Task objective ▸ Add 47 to each coordinate in the answers, then write out the data below from the line with "Would you kindly point at the shadow" up to and including the line with "<point>37,127</point>", requests included. Give only those lines.

Data entries ▸
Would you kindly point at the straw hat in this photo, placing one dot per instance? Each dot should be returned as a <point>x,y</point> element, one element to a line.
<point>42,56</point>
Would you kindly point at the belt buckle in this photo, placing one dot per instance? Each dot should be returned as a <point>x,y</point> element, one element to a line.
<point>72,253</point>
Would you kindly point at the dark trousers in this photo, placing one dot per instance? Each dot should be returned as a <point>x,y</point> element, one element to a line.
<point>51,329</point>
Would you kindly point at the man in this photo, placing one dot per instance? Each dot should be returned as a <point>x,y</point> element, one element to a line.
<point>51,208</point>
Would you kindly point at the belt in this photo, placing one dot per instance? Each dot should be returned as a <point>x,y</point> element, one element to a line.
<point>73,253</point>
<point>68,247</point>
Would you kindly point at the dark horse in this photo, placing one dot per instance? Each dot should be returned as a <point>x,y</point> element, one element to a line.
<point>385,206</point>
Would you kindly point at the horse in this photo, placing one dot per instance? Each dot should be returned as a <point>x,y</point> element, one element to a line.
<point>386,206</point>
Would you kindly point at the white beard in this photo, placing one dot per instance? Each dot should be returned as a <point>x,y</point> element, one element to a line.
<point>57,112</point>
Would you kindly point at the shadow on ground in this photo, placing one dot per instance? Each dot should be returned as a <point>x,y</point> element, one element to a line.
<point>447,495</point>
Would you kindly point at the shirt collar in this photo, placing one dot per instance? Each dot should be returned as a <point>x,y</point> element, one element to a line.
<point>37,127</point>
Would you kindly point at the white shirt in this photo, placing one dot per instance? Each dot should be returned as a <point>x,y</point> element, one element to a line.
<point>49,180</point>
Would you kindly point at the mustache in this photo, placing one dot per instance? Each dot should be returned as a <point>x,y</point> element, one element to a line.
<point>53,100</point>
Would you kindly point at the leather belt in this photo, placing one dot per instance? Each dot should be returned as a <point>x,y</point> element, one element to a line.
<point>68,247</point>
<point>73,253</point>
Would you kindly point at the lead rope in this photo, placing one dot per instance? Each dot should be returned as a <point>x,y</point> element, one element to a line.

Task result ▸
Would you kindly point at the shadow on ground in this photo, placing one dot per instance? Each dot should be returned as a <point>x,y</point> element, one element to a line.
<point>494,542</point>
Would you kindly point at the shirt collar in this photo, placing one dot per instance? Each dot should be returned as a <point>x,y</point> element, one element to a line.
<point>84,174</point>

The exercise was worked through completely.